**Records for the exercise**
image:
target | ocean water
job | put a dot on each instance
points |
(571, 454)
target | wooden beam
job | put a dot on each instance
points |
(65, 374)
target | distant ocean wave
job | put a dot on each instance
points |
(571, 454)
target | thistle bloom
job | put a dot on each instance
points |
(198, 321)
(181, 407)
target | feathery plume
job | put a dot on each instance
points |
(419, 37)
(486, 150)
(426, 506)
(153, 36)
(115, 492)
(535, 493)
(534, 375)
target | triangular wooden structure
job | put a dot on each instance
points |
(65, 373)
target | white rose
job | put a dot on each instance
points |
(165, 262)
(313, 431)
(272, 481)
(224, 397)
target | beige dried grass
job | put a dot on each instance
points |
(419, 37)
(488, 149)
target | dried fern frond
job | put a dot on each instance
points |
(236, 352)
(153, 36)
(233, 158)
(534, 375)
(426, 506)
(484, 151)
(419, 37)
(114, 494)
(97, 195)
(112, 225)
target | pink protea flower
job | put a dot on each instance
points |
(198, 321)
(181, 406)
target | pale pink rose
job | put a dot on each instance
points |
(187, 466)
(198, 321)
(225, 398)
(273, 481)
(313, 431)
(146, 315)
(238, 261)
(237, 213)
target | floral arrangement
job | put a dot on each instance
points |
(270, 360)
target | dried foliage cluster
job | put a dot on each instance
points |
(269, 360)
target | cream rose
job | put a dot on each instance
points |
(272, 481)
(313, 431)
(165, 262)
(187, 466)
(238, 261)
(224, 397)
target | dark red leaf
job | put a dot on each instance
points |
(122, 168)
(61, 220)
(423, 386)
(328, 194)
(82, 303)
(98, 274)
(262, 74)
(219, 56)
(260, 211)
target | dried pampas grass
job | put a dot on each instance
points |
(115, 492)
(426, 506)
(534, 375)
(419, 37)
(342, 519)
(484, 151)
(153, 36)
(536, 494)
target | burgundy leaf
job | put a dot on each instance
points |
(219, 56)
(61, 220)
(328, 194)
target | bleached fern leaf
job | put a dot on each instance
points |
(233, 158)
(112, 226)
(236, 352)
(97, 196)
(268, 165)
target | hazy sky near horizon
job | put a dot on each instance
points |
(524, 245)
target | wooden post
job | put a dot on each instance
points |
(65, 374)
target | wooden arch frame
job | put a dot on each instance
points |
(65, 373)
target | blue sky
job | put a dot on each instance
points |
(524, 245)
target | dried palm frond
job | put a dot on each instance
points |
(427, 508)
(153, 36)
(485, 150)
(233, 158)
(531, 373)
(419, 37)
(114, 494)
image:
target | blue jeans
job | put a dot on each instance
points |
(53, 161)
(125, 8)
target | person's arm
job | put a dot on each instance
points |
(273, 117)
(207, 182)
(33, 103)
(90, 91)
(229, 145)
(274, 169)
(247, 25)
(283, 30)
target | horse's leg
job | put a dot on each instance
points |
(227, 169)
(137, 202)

**Given task**
Copy every one of the rows above verbatim, leaving nothing out and changing nothing.

**Reply**
image:
target | ocean water
job | put a dot on each instance
points |
(571, 454)
target | wooden beam
job | put a dot on each instance
points |
(65, 374)
target | distant ocean wave
job | put a dot on each instance
points |
(571, 454)
target | thistle bloom
job | put a dot on each instance
points |
(198, 321)
(181, 407)
target | feathery plume
job | put a dot on each instance
points |
(419, 37)
(486, 150)
(426, 506)
(153, 36)
(115, 492)
(535, 493)
(534, 375)
target | triangular wooden structure
job | put a dot on each instance
points |
(65, 373)
target | white rose
job | put a dot on each instance
points |
(165, 262)
(313, 431)
(272, 481)
(224, 397)
target | beige dried grass
job | put a dot on each instance
points |
(419, 37)
(488, 149)
target | dried fern frond
job | put a dot on each instance
points |
(236, 352)
(153, 36)
(233, 158)
(534, 375)
(426, 506)
(484, 151)
(419, 37)
(114, 494)
(97, 195)
(112, 225)
target | pink protea flower
job | put a dot on each instance
points |
(198, 321)
(181, 406)
target | pale pink rose
job | put a dot on each instance
points |
(187, 466)
(198, 321)
(225, 398)
(273, 481)
(313, 431)
(146, 315)
(238, 261)
(237, 213)
target | floral arrangement
job | put a dot on each instance
points |
(270, 360)
target | dried foliage cluster
job | put a dot on each instance
points |
(269, 360)
target | cream rose
job | put a dot on each instance
points |
(272, 481)
(313, 431)
(165, 262)
(187, 466)
(238, 261)
(224, 397)
target | dark red leaf
job | put a dot on each instance
points |
(122, 168)
(61, 220)
(423, 386)
(328, 194)
(82, 303)
(98, 274)
(262, 74)
(219, 56)
(260, 211)
target | dried pampas grass
job | put a dot on each instance
points |
(115, 492)
(426, 506)
(534, 375)
(419, 37)
(342, 519)
(484, 151)
(153, 36)
(536, 494)
target | burgundy leaf
job | put a dot on each instance
points |
(219, 56)
(61, 220)
(328, 194)
target | bleached fern leaf
job | put a dot on each instance
points |
(233, 158)
(112, 226)
(236, 352)
(97, 196)
(268, 165)
target | hazy sky near horizon
job | put a dot on each instance
points |
(524, 245)
target | wooden post
job | put a dot on each instance
points |
(65, 374)
target | wooden arch frame
job | put a dot on each instance
points |
(65, 373)
target | blue sky
job | put a dot on each instance
points |
(524, 245)
target | dried palm frond
job | put a dot on each instance
points |
(427, 508)
(153, 36)
(485, 150)
(233, 158)
(531, 373)
(419, 37)
(114, 494)
image:
target | blue jeans
job | put a dot on each instance
points |
(53, 161)
(125, 8)
target | person's arm
job | put a dot on each instance
points |
(273, 117)
(207, 182)
(33, 103)
(90, 91)
(229, 145)
(274, 169)
(247, 25)
(283, 30)
target | horse's leg
job | put a dot on each instance
points |
(227, 169)
(137, 202)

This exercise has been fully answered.